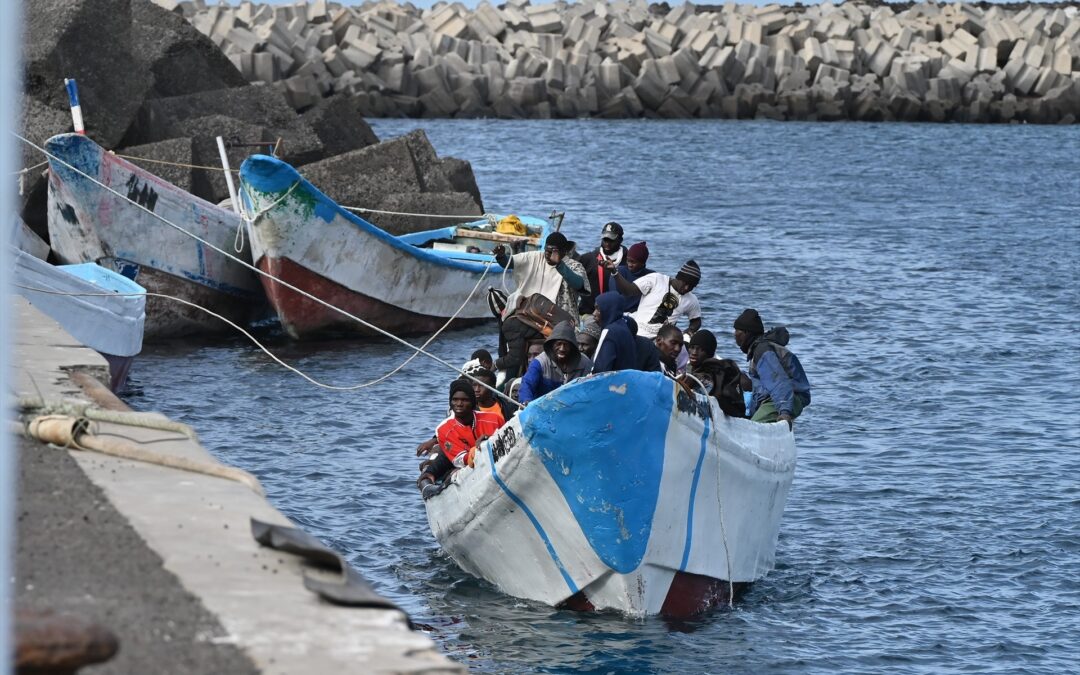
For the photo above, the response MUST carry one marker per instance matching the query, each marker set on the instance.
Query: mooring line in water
(269, 275)
(253, 338)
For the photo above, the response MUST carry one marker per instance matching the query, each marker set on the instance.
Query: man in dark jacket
(617, 350)
(559, 363)
(781, 388)
(610, 252)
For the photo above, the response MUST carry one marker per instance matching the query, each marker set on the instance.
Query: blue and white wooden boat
(90, 224)
(80, 298)
(620, 491)
(405, 284)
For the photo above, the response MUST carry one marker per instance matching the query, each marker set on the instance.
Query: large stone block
(90, 41)
(339, 125)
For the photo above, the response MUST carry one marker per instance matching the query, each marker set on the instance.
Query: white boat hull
(620, 491)
(304, 238)
(89, 224)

---

> [THE PROBLEM]: Each line from the one containing "Query: man in dark jacket" through the end of the material should be restated word for word; leave out every line before it.

> [SOLUTION]:
Query: man in dark jacket
(617, 350)
(559, 363)
(781, 388)
(610, 252)
For the photo above, the response MUST carry one marker per instance matching the query, each marker set on the instance.
Query: blue and white wooden boat
(90, 224)
(80, 298)
(620, 491)
(405, 284)
For the photo above, the response MUST carry one marker per instance matching the query, each marker set on the instance.
Query: large stone block
(90, 41)
(339, 125)
For the photo above, the response MUST carry one marker per instance matching the query, each marker set on the instance.
Query: white boat hull
(620, 491)
(304, 238)
(89, 224)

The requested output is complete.